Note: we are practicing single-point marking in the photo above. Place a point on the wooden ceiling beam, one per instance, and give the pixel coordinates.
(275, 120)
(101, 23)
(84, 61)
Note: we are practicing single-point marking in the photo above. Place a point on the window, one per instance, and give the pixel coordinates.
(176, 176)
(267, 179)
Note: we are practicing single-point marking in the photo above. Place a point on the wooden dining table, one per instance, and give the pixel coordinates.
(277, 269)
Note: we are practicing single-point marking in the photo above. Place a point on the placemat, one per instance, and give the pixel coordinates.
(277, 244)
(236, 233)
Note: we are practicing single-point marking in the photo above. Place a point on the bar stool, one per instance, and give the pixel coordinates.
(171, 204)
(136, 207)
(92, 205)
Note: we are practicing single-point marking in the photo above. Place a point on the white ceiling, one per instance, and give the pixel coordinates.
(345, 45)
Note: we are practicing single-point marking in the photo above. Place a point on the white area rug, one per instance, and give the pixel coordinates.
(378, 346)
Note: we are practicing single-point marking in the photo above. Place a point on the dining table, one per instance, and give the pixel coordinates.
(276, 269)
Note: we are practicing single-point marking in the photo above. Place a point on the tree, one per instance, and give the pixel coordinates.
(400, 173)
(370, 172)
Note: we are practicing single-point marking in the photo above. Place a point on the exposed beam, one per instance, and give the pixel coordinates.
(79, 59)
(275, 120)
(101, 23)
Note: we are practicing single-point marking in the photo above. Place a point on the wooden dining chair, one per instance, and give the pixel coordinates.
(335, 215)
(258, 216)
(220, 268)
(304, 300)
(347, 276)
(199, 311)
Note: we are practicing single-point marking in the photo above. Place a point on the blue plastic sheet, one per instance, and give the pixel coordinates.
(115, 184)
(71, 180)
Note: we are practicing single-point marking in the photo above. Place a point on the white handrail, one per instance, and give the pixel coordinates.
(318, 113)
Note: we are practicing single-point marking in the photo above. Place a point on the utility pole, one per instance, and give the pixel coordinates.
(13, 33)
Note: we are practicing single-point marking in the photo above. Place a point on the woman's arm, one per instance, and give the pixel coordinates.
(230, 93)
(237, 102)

# Stated exercise
Repeat every one of the records above word for word, in the same order, changing nothing.

# Final result
Note: we are practicing single-point marking in the photo above. Place a point on the wooden ceiling beam, one per instance, and give the pixel coordinates.
(275, 120)
(101, 23)
(84, 61)
Note: we are practicing single-point marking in the photo above. Place a point on the window, one per instance, and give the pixel coordinates.
(176, 176)
(267, 179)
Note: we are practicing single-point marking in the photo above. Place a point on the wooden dining table, one per instance, and give the pixel coordinates.
(277, 269)
Note: we are practicing single-point marking in the photo above. Place a point on the placemat, one per instance, and give the pixel coordinates.
(277, 244)
(236, 233)
Note: we are practicing single-point marking in the photo above. Place a point on the bar stool, one per instance, and give the pixel coordinates.
(171, 204)
(136, 207)
(92, 205)
Note: we are practicing single-point marking in the photo above. Place a point on the white ceiling, one per instance, and give the pixel coordinates.
(345, 45)
Note: we are practicing single-point marking in the photo above. Place a point on the white area rug, one per instance, and give the pixel coordinates.
(378, 346)
Note: we are practicing single-point marking in the photo above. Place a point on the dining table, one per instance, and give the pixel coordinates.
(276, 269)
Note: we are practicing single-point marking in the photo above. Place a point on the tree, one per instance, and give the pixel coordinates.
(400, 173)
(370, 172)
Note: we are practicing single-point marking in the photo above. Place a point on the exposed beam, one per instance, and give the pixel coordinates.
(79, 59)
(275, 120)
(101, 23)
Note: we are practicing single-point marking in the photo above. Place a point on the wooden dining chair, one per instance, and give the pixel coordinates.
(335, 215)
(258, 216)
(220, 268)
(304, 300)
(347, 276)
(199, 311)
Note: we are practicing single-point marking in the photo above. Place a point on the blue plastic sheet, one per instance, and give the pixel coordinates.
(115, 184)
(71, 180)
Note: we are practicing single-point marking in the photo above. Place a point on the white handrail, one per instance, and give the pixel coordinates.
(318, 113)
Note: we are practicing single-point marking in the photo above. Place a point on the utility pole, one per instance, and give the pixel coordinates.
(13, 33)
Note: we are practicing single-point marking in the photo above. Place a point on the woman's arm, one per instance, and give the pixel coordinates.
(230, 93)
(237, 102)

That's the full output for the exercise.